Supplied data
^^^^^^^^

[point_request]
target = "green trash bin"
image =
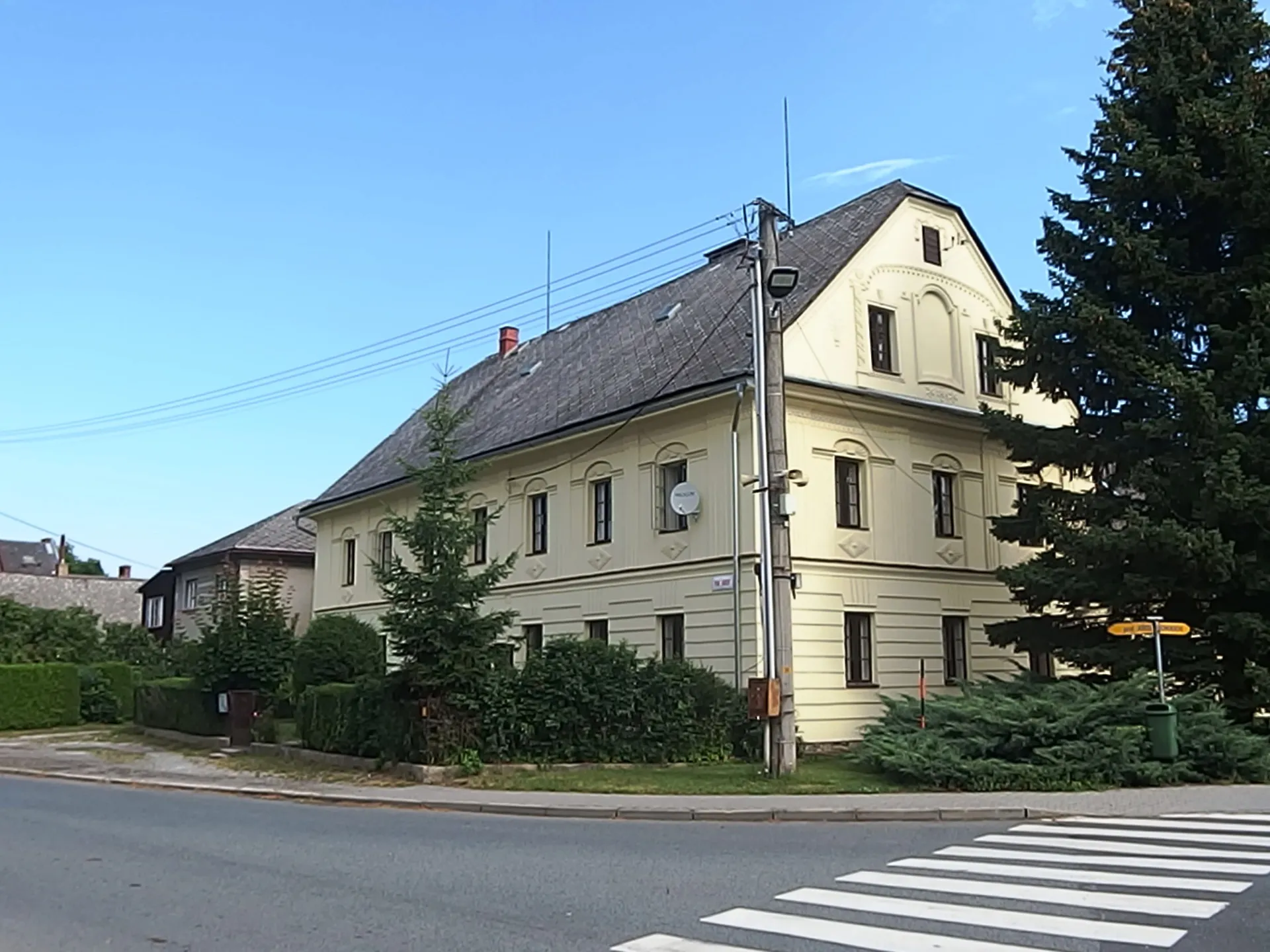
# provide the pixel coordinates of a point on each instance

^^^^^^^^

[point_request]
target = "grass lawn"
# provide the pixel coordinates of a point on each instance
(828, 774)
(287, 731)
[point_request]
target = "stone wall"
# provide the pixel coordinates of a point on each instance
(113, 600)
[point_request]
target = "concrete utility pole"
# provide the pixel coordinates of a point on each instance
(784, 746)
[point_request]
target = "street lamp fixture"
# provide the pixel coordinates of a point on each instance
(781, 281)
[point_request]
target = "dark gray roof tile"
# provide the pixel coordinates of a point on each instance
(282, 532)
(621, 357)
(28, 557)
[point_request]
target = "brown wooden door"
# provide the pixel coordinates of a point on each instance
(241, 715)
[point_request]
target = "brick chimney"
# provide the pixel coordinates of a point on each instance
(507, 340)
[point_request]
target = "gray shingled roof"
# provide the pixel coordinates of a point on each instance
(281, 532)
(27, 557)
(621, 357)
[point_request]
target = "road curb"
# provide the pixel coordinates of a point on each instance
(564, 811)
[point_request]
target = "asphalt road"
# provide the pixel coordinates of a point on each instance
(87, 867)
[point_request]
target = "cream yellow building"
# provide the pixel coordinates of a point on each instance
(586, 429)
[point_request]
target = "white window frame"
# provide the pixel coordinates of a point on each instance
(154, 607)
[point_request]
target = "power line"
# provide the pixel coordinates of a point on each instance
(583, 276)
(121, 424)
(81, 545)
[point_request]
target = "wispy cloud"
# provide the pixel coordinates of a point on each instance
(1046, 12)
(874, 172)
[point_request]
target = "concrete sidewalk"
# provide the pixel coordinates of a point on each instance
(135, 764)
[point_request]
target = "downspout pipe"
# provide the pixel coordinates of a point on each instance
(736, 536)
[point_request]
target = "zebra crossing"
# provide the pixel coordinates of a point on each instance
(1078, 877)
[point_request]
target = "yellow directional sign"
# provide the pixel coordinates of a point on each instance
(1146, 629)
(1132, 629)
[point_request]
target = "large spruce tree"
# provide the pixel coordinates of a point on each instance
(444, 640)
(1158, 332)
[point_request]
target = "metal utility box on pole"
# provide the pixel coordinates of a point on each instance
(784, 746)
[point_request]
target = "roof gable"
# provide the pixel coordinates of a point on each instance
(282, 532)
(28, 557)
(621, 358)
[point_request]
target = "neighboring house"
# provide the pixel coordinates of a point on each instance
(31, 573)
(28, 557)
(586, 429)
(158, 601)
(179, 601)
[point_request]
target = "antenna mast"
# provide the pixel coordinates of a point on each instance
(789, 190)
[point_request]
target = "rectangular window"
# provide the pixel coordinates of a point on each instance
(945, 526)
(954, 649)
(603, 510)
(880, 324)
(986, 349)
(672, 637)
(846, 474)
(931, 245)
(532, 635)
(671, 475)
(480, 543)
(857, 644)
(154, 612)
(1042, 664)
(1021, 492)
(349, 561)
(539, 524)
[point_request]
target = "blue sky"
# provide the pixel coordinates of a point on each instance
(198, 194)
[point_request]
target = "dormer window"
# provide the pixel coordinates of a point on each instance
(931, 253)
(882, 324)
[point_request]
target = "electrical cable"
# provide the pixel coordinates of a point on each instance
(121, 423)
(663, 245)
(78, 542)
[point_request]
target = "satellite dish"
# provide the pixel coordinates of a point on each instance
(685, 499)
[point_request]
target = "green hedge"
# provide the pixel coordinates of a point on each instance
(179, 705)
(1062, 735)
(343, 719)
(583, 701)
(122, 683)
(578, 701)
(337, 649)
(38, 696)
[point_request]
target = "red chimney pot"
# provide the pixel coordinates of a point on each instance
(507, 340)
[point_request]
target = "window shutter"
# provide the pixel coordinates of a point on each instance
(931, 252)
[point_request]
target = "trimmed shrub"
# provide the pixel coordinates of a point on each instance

^^^^^^^^

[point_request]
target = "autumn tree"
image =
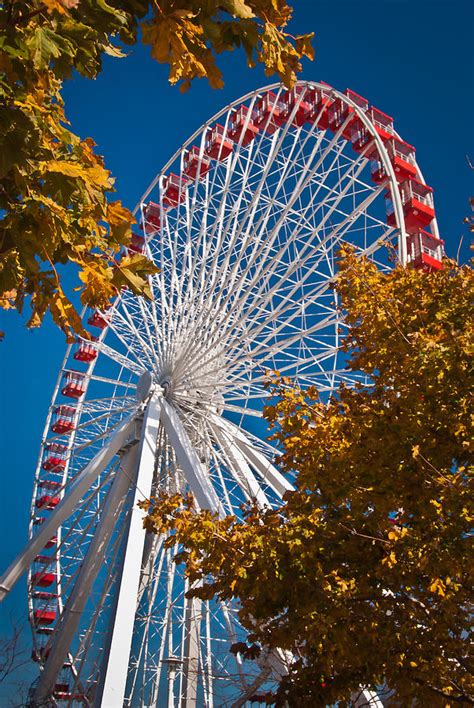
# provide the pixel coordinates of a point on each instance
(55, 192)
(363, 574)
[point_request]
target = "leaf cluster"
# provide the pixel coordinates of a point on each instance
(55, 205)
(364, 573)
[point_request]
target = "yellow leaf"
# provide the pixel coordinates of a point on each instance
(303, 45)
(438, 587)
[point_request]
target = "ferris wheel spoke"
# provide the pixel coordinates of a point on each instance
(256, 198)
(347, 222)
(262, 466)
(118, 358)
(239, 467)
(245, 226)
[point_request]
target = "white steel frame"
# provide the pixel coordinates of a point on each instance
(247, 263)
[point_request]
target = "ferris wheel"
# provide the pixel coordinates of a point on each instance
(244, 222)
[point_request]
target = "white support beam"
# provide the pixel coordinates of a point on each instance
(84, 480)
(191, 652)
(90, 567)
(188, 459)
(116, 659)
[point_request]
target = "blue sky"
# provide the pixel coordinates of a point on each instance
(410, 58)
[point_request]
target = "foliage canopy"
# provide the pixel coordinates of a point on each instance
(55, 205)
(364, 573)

^^^^^^^^

Work item
Reply with one number: the count of lines in the entries that include the word "white".

Task response
3